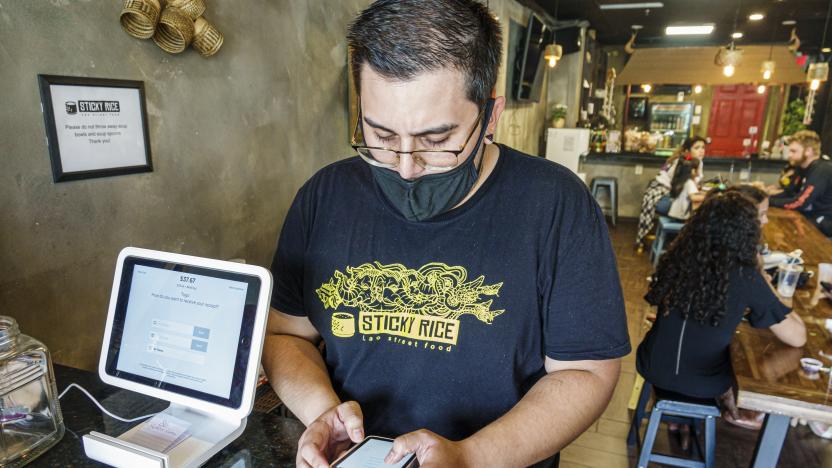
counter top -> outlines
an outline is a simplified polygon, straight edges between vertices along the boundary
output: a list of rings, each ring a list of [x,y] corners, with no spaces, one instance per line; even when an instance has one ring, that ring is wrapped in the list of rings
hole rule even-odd
[[[584,156],[584,162],[589,164],[642,164],[660,166],[664,163],[667,156],[658,156],[653,153],[589,153]],[[705,157],[705,166],[714,167],[729,167],[734,164],[737,167],[743,168],[751,164],[755,168],[772,168],[778,171],[786,164],[784,159],[759,159],[759,158],[742,158],[742,157]]]
[[[119,416],[134,418],[167,407],[167,403],[162,400],[107,385],[101,382],[98,374],[94,372],[61,365],[54,367],[59,393],[70,383],[77,383],[87,389],[105,408]],[[105,466],[86,457],[81,437],[90,431],[119,436],[141,423],[123,423],[105,416],[89,398],[74,388],[61,399],[61,412],[66,426],[63,439],[36,458],[31,466]],[[272,413],[252,412],[243,434],[214,455],[204,466],[293,467],[298,439],[303,431],[303,424],[295,419]]]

▶ **Exercise brief**: The records above must be repeated exactly, minus their pictures.

▶ **Finished exercise**:
counter top -> outlines
an outline is a simplified polygon, straight edges between vertices along the boundary
output: a list of rings, each ring a list of [x,y] corners, with no spaces, one instance per line; even when an instance has one ring, that ring is wrapped in the list of rings
hole rule even-odd
[[[584,156],[584,162],[589,164],[642,164],[660,166],[664,163],[667,156],[658,156],[653,153],[589,153]],[[705,157],[705,166],[714,167],[729,167],[734,164],[737,167],[743,168],[751,164],[755,168],[772,168],[778,171],[786,164],[784,159],[759,159],[759,158],[742,158],[742,157]]]
[[[119,416],[134,418],[167,407],[167,403],[162,400],[107,385],[101,382],[98,374],[94,372],[61,365],[54,367],[59,393],[70,383],[77,383],[87,389],[105,408]],[[105,466],[86,457],[81,437],[90,431],[119,436],[141,423],[123,423],[105,416],[89,398],[74,388],[61,399],[61,412],[66,426],[63,439],[36,458],[31,466]],[[272,413],[252,412],[243,434],[214,455],[204,466],[293,467],[298,439],[303,431],[303,424],[295,419]]]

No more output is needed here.